** Excerpted text **
-- Opening Marker --

The potential benefit of adding new risk factors (eg, coronary artery calcium) to an existing model (eg, Framingham risk model) is a model producing a broader risk distribution. 10 But assuming both models correctly assign risk, the rank order of individuals in the population cannot be maintained. This is because a group of individuals that was correctly assigned a 12% risk, for example, cannot subsequently be correctly assigned a 15% risk. The benefit of improving the population risk stratification is achieved at the cost of shuffling the rank order of the individuals in the population. This redistribution is even seen when discrimination is not improved. Mihaescu and associates 10 characterize this as “an updated model, compared with the additional model, simply makes different errors, not fewer errors.”

Discussion

The key points that there is no such issue as individual risk and that different predictors give different predictions have been made previously by the Framingham investigators: “It must be understood that there is no such thing as an unconditional probability of cardiovascular disease developing, nor any conditional probability that may not alter if other factors are entered into consideration.” 11

It is said that a man with one watch knows what time it is, while a man with two watches is never sure. If models are understood to generate individual risk estimates, discordance presents a dilemma for the clinician. Assuming both models are accurate, then their estimates are equally valid. The mathematic problem of risk stratifying a population does not have a unique solution.

-- Closing Marker --

** Raw data **

-- Opening Marker --

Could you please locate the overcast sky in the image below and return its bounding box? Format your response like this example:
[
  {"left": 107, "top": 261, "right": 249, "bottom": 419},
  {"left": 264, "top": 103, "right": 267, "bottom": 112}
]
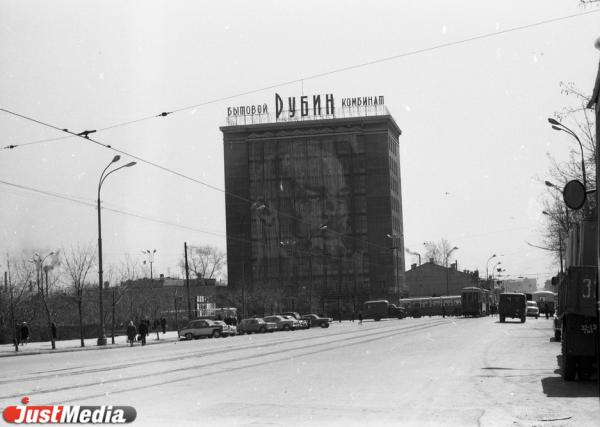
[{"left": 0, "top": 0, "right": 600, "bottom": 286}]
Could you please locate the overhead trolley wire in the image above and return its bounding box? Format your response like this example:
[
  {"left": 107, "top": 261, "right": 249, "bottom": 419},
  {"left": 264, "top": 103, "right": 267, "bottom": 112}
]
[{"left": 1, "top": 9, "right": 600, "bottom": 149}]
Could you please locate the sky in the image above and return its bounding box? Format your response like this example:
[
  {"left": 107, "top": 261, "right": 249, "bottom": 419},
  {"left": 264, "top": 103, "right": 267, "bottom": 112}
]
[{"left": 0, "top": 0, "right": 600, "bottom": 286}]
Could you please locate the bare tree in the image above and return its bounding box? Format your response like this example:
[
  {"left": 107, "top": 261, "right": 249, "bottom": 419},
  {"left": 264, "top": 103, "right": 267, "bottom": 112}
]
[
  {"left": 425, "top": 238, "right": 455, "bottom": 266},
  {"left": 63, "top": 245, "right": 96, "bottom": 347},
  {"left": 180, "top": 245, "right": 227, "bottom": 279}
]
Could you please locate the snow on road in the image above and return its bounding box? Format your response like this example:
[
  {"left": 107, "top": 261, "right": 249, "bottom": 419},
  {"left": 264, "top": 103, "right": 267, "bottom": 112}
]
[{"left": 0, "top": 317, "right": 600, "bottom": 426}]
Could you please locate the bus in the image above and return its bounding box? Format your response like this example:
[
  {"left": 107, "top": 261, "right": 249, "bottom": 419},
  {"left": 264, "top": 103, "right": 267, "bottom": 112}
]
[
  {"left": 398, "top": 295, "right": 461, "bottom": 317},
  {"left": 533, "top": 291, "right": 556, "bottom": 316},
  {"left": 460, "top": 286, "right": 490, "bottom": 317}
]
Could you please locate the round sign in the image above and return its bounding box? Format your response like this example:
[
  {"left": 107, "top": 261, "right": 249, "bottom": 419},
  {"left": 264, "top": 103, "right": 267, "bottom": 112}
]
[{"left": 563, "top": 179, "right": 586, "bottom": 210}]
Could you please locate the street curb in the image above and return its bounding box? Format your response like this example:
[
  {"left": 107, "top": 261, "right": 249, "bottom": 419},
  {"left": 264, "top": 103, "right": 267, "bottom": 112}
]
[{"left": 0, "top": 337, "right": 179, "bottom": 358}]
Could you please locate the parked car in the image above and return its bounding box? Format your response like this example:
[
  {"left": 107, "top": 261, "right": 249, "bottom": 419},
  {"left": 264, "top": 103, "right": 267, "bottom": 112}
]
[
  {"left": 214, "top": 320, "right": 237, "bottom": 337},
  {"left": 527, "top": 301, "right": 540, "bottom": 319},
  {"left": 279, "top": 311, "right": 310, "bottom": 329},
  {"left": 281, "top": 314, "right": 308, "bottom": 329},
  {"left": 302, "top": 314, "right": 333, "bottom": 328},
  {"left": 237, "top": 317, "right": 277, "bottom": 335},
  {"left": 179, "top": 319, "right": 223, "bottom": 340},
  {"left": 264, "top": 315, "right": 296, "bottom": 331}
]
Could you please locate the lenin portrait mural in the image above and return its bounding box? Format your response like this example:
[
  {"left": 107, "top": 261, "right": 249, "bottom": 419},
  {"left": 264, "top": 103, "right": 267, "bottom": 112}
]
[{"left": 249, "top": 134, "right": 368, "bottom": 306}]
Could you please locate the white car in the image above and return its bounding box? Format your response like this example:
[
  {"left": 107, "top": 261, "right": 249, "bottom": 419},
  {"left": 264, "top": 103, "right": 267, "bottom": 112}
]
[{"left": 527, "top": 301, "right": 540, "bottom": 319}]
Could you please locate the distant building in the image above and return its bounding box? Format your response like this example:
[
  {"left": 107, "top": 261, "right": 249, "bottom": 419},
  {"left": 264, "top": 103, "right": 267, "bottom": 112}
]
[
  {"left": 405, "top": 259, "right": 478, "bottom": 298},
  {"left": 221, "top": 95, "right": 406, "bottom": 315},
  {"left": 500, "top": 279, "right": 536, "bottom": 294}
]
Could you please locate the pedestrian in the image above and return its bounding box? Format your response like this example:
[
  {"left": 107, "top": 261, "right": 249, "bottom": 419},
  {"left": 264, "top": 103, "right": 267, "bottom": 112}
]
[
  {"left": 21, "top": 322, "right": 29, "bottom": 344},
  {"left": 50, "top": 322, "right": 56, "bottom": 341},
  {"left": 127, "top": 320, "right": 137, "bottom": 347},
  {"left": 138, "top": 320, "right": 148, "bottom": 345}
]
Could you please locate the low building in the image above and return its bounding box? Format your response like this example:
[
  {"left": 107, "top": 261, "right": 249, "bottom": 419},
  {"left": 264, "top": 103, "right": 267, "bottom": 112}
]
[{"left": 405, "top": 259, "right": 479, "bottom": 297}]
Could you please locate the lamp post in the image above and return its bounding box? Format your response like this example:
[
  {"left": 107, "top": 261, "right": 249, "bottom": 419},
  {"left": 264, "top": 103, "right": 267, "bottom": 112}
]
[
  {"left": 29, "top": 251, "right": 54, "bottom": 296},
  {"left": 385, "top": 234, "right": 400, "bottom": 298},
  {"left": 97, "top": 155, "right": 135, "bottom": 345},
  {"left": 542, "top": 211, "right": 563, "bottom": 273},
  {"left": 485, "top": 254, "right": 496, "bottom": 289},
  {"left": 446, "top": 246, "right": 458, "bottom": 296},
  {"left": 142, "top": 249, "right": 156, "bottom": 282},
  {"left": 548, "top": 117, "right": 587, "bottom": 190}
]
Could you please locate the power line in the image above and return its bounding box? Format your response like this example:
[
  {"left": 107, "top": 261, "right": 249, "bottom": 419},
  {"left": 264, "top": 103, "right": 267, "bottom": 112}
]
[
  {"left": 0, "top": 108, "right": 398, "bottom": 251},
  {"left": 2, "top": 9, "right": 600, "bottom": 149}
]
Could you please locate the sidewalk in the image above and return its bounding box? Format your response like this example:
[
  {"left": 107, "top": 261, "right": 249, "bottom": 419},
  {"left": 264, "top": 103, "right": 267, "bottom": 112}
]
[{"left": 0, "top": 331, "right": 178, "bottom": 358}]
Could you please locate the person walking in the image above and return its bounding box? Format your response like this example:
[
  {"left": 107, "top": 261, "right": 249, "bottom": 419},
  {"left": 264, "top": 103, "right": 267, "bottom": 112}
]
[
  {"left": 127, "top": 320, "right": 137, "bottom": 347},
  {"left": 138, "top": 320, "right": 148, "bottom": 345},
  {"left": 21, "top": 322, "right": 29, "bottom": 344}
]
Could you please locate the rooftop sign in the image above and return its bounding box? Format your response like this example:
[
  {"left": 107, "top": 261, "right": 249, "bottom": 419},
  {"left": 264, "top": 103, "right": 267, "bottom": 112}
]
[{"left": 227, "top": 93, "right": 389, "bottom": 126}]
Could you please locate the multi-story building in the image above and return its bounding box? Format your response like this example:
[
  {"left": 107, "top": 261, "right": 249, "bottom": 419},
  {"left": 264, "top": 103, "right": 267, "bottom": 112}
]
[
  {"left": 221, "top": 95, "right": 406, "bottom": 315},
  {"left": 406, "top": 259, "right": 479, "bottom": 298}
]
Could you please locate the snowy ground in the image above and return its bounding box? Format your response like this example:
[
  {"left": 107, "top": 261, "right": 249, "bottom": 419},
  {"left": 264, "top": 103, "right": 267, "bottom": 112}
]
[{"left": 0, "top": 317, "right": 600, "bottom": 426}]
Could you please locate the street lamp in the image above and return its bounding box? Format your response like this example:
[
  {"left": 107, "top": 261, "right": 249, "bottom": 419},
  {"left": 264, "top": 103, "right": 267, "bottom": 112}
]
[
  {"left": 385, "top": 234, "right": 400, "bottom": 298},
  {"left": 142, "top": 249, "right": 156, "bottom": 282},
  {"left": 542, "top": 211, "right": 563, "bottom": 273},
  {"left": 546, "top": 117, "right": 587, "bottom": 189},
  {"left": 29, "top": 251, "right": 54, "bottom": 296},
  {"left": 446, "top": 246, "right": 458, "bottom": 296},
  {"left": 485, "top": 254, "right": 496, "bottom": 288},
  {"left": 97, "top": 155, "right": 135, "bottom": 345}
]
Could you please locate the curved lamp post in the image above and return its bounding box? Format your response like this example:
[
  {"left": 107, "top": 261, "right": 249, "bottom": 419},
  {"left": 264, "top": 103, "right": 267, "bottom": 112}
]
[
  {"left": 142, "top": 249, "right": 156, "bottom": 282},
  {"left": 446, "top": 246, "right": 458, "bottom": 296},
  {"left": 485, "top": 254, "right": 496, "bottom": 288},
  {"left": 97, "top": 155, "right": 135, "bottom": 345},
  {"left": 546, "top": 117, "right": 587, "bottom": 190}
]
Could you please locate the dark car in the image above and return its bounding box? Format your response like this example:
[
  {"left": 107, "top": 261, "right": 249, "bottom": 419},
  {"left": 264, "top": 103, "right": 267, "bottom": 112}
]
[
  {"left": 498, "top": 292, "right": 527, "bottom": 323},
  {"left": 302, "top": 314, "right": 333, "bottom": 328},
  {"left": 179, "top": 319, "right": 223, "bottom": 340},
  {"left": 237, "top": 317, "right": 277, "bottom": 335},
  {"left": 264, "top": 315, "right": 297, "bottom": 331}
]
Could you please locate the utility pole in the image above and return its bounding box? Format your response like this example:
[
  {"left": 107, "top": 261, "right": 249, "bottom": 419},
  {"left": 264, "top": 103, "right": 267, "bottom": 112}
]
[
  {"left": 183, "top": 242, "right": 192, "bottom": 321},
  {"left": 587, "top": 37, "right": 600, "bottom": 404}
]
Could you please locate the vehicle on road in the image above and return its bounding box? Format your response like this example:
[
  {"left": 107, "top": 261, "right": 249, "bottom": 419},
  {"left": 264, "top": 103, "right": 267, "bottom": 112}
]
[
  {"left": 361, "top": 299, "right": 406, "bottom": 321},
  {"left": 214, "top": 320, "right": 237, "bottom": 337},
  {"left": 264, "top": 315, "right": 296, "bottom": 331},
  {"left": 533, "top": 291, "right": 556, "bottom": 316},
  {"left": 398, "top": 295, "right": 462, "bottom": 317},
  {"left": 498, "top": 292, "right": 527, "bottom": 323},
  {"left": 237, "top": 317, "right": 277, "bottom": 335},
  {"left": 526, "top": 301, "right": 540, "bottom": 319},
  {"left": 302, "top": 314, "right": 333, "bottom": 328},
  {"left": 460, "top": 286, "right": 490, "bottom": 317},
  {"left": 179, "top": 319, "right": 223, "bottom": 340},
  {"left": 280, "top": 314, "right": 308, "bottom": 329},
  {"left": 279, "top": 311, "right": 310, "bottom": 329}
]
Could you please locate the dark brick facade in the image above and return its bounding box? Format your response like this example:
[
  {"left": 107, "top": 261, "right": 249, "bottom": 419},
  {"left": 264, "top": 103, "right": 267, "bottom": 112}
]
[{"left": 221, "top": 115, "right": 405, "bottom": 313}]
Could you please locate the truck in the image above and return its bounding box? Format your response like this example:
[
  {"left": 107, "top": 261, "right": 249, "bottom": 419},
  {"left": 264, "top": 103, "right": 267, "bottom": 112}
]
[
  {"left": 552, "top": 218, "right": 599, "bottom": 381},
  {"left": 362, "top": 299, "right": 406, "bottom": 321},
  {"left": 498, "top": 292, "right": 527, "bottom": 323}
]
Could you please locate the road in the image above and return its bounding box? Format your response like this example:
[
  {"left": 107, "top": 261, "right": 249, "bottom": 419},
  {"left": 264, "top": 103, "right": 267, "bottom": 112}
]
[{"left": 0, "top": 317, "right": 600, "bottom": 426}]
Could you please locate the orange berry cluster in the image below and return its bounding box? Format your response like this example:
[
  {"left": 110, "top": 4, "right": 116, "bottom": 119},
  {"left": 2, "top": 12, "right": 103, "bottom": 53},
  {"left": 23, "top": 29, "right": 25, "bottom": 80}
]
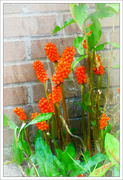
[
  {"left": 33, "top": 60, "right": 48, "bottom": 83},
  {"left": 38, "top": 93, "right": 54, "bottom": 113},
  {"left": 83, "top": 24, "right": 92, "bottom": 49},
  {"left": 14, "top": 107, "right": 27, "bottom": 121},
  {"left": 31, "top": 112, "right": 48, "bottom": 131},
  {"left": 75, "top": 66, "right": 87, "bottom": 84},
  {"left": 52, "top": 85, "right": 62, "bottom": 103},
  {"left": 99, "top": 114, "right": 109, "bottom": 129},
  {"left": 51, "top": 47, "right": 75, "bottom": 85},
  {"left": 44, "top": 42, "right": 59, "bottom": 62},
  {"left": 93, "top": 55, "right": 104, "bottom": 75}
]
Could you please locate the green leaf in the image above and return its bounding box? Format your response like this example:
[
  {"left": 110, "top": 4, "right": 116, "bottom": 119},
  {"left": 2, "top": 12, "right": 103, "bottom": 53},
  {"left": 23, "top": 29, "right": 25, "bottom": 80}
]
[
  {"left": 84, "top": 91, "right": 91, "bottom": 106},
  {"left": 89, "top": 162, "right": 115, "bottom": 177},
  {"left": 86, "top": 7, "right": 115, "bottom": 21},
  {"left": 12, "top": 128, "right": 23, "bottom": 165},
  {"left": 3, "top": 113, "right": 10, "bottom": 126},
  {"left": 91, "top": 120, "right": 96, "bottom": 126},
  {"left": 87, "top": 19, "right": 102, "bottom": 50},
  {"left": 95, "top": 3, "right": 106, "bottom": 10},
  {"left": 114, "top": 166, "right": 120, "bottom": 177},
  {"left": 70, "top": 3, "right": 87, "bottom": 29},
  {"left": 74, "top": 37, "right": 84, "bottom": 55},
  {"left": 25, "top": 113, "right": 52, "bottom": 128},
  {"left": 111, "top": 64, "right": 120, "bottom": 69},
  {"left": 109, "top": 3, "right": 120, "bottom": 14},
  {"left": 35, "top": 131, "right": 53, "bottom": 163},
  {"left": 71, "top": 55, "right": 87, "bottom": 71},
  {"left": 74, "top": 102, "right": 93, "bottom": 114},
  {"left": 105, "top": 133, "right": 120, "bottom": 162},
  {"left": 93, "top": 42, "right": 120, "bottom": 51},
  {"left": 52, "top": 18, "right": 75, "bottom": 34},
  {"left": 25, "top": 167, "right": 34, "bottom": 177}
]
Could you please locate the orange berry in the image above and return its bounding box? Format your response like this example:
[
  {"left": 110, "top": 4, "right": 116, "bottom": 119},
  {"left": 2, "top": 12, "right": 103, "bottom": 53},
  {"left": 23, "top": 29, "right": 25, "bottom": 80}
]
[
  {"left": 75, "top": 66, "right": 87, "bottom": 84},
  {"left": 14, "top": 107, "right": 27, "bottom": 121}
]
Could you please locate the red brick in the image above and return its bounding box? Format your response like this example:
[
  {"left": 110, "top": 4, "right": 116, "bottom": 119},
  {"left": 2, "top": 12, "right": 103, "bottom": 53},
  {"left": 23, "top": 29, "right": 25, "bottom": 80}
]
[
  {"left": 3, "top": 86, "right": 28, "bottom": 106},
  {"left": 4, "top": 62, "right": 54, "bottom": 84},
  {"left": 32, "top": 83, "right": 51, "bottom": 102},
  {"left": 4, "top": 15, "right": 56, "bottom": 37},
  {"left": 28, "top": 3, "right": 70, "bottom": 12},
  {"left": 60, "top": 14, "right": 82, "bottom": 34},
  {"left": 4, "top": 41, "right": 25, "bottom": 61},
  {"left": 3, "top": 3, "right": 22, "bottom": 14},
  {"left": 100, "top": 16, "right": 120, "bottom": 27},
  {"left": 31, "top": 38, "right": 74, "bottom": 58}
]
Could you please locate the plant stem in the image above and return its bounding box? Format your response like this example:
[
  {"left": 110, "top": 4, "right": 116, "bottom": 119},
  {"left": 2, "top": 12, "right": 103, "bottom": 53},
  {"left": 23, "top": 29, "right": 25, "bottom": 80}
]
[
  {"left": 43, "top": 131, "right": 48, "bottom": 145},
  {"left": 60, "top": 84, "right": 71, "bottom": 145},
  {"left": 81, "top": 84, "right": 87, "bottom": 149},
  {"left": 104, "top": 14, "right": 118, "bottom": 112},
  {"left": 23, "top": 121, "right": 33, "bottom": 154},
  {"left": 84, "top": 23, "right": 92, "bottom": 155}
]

-- Closing Marker --

** Task A **
In the excerpt on cardiovascular risk models, what is the potential benefit of adding new risk factors to an existing model?
** Task B **
Please say whether each statement agrees with the excerpt on cardiovascular risk models, answering yes or no and quoting the deciding words of the excerpt.
(i) Improving population risk stratification comes at the cost of shuffling the rank order of individuals.
(ii) The Framingham investigators stated that an unconditional probability of cardiovascular disease developing exists.
(iii) The mathematical problem of risk stratifying a population has a unique solution.

** Answer A **
A model producing a broader risk distribution.

** Answer B **
(i) Yes: "The benefit of improving the population risk stratification is achieved at the cost of shuffling the rank order of the individuals in the population."
(ii) No: "there is no such thing as an unconditional probability of cardiovascular disease developing"
(iii) No: "The mathematic problem of risk stratifying a population does not have a unique solution."